DOCUMENT EXCERPT:
Three more cases were observed, who made a gradual change from the animal food régime to vegetarianism, and experienced little or no bad effects; and after the change had been completely effected, all of them seemed healthy, and expressed themselves as completely satisfied. One appeared better than ever before, slept better, increased eleven pounds in four months, and could do more mental work. This man, it is well to say, had been a glutton before on animal foods and wine.


Case A.- Man; aged 32 years; suffering from prostatitis and inactive kidneys. Had been on rational treatment for three months; before that, had used a meat diet, i. e., meat two or three times a day; weight, 162 lbs.; bowels constipated; tongue coated; liver periodically torpid.

The new treatment under my care consisted of a vegetable diet (grains, fruits, nuts) including milk once or twice a day, and for the first week, meat (beefsteak) once a day. At the end of this week, meat was banished for six weeks. During this period, under the same medical treatment as before; viz., large doses of hot water, local electricity, aided by massage and occasional hot baths, the patient became practically well. The kidneys were active, free, and the urine normal, and the prostate glands seemed at last cured.

From close observations I am convinced that the vegetable diet was of the greatest benefit in this case. The malady could not, perhaps, have been so easily cured. without it. The patient lost in weight, but gained in health. And now, two months after the last day of treatment, the health is still good. The patient re

mains practically under a vegetable régime, eating but little meat.

Case B.- Man; aged 48 yrs. ; suffered from albuminuria for two months; normal weight, 172 lbs. ; weight at beginning treatment (after two months of perceptible illness), 145 lbs.

SUPPLIED DATA:

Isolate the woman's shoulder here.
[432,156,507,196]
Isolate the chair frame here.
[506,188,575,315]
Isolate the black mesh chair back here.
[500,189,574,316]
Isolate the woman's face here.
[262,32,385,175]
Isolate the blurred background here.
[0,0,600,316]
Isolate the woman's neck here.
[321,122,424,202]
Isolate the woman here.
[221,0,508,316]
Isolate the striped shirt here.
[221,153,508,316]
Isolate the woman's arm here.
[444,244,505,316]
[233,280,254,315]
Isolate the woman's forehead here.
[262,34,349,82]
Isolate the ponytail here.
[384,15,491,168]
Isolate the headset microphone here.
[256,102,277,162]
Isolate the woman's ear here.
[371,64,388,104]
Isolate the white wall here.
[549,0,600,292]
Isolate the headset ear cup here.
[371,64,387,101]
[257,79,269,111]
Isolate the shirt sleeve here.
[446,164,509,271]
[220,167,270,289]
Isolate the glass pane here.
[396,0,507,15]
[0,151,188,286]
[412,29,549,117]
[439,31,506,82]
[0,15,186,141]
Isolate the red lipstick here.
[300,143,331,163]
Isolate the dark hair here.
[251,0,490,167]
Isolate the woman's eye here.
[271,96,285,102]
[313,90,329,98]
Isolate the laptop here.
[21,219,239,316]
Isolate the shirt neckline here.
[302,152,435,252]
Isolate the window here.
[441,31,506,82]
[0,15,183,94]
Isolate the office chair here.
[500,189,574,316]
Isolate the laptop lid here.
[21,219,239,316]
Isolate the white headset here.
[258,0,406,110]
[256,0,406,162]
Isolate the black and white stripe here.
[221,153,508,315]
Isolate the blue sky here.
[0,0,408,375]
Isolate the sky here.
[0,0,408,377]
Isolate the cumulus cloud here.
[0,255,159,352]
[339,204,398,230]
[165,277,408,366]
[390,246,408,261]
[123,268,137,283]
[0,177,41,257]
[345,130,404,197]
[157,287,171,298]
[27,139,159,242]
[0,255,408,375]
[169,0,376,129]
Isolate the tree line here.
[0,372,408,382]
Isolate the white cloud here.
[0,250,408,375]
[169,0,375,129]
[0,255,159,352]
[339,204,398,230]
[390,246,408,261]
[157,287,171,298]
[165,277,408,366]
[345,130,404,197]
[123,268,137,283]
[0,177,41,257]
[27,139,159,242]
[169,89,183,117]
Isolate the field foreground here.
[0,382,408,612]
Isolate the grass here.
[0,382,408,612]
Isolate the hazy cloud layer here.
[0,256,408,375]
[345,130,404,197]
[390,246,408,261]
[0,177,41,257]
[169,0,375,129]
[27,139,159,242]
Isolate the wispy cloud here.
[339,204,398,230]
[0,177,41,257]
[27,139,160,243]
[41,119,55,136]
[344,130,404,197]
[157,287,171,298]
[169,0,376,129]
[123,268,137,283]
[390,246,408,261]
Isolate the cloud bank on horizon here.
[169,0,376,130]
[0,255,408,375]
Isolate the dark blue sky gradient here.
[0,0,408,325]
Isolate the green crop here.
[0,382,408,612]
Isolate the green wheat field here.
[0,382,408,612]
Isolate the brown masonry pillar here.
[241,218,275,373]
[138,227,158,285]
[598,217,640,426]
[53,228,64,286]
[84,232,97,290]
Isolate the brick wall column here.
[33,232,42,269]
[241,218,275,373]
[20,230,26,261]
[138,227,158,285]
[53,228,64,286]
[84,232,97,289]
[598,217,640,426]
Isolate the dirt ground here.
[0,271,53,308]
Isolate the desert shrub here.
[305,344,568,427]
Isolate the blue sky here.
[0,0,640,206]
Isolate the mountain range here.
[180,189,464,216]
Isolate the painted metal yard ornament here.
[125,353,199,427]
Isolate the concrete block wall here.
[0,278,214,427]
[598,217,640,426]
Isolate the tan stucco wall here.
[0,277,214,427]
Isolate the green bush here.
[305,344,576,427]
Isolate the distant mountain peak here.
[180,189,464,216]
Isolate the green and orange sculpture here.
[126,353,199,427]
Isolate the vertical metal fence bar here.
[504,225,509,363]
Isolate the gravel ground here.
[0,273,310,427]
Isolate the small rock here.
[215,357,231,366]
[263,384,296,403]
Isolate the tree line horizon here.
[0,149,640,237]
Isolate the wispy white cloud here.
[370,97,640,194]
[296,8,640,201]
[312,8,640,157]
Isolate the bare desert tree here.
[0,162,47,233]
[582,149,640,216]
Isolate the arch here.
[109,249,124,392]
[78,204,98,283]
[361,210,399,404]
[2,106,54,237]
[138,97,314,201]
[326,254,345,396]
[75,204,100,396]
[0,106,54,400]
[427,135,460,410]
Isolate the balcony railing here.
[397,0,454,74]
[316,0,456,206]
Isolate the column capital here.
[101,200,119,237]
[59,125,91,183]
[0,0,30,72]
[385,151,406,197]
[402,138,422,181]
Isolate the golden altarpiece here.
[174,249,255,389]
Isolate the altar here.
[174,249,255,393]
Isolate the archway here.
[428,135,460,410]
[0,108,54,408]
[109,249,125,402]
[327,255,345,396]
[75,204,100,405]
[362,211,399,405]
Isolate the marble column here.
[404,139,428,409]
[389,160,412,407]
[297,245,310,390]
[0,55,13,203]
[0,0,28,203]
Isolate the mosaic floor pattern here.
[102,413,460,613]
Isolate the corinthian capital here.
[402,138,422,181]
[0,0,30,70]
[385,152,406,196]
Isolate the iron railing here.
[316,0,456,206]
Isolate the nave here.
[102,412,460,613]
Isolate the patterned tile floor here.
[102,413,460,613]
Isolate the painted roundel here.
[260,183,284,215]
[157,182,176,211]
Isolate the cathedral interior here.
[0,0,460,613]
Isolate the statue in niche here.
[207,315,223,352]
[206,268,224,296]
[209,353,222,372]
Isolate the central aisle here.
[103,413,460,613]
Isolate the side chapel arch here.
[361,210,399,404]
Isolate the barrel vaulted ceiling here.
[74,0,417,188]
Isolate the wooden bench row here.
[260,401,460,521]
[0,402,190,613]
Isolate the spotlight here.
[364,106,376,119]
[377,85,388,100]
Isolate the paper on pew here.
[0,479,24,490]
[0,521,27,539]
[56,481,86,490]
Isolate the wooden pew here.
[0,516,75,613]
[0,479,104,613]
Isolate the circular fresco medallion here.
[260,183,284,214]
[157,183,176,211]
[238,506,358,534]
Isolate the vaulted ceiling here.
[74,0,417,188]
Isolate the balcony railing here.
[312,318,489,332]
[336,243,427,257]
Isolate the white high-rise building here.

EXERCISE GOAL: Can you continue the excerpt about medical cases treated with a vegetable diet, picking up right after its last sentence?

REPLY TO THE TASK:
Treatment consisted of a physical tonic in the bathroom, lactate of strontium internally; vegetable diet, composed chiefly of the greatest amount of vegetable albumen, and including the free use of milk, and one glass of hot water before each meal. The result was anything but encouraging. The digestion became greatly troubled and complicated; weight decreased daily; albumen appeared more and more in the urine. Tube casts were exceedingly rare at the beginning of the disease and during treatment. Naturally, such a disease was not expected to yield readily to any treatment, but I expected some benefit from the strontium, which had given such good results in France, whence my supply was imported.

I then changed the diet completely to fare of animal substances, mainly scraped beefsteak, game, fish, milk, cold and hot, with vegetables rarely. The balance of the treatment remained as before. The patient under this régime held his own, but the kidneys were too inactive to eliminate the waste products of such a heavy diet. Consequently, I ordered two to three full tumblers of very hot water an hour or so before each meal. By this method the kidneys were kept flushed, and their work was freer. The urine still continued to show a large amount of albumen, but the weight decreased no longer. After six weeks of this treatment, the weight began to increase, while albumen in the urine decreased; eight weeks, and only a trace of albumen remained in the urine. It is now ten weeks since the patient was put on the new treatment, and the weight has increased from 140 to 161 lbs., appetite is better, albumen very rare. Though I scarcely hope for a radical cure of this disease, I expect to prolong this patient's life; perhaps a cure will be effected; who knows?

Case C. Man; aged 52 yrs.; suffered from dyspepsia contracted on a ham diet and by rapid eating; had severe gastralgia and vomiting for two weeks, and five weeks of dysentery prior to his coming under my charge. His normal weight.

was 164 lbs.; weight first day of treatment, 126 lbs. He had been kept for five weeks on grains, fruits, and boiled milk, and had continually decreased in weight to this low point. The sanguinolent mucous catarrh of the bowels progressed, notwithstanding the continual attempts on the part of the physicians to stop it.

The treatment under my care consisted of the following:

Cool baths; salt rubs; massage; hot water drinking before each meal; almost exclusive meat diet, consisting for three weeks of nothing but scraped beefsteak and zwieback milk toast. After this, grains and torrefied bread were allowed sparingly. Hot milk and cream used occasionally from the beginning.


Medicinally, the only substances used, were at first, fractional doses of arsenite of copper for three days, followed by the administration of albuminate of iron (Flexner's) and celerina, equal parts, for three weeks. After this no medicine was given. The patient gained one pound a day regularly from the third. day until he reached 147 pounds, and then continued to gain more slowly. He is still under my care, and improves rapidly.

Case D.-Woman; aged 28; married; has two children; suffering from subinvolution and tear in the external os; very nervous; dyspeptic; constipated; subject to severe intestinal colic from accumulation of gas; subject to headaches; kidneys inactive.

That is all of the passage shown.